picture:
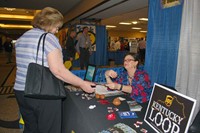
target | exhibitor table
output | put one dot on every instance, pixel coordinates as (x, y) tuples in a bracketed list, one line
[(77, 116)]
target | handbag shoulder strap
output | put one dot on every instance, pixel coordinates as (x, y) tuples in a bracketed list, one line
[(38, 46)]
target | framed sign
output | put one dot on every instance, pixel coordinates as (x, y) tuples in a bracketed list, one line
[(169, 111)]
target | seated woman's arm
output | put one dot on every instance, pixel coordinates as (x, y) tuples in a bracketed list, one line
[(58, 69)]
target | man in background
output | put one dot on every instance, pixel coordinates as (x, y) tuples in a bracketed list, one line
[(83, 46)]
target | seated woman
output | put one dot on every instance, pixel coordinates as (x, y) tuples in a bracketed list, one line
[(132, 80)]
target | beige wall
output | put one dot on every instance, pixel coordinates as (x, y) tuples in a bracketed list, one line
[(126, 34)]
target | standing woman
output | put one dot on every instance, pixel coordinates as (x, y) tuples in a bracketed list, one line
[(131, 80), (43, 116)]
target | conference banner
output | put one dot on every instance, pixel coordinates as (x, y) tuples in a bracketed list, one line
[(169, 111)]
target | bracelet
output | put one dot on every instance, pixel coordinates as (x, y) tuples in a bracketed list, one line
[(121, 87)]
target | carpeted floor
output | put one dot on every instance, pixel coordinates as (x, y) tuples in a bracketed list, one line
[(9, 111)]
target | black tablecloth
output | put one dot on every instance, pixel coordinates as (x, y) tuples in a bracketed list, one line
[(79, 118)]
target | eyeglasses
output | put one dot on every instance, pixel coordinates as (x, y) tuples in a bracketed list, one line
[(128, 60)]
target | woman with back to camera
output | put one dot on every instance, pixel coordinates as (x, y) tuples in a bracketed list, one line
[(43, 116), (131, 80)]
━━━
- [Instructions to follow] Filter the records for lines containing the word "woman" and copy each one.

- [Problem solution]
target | seated woman's arm
target | seated woman
target | standing woman
target | woman with back to camera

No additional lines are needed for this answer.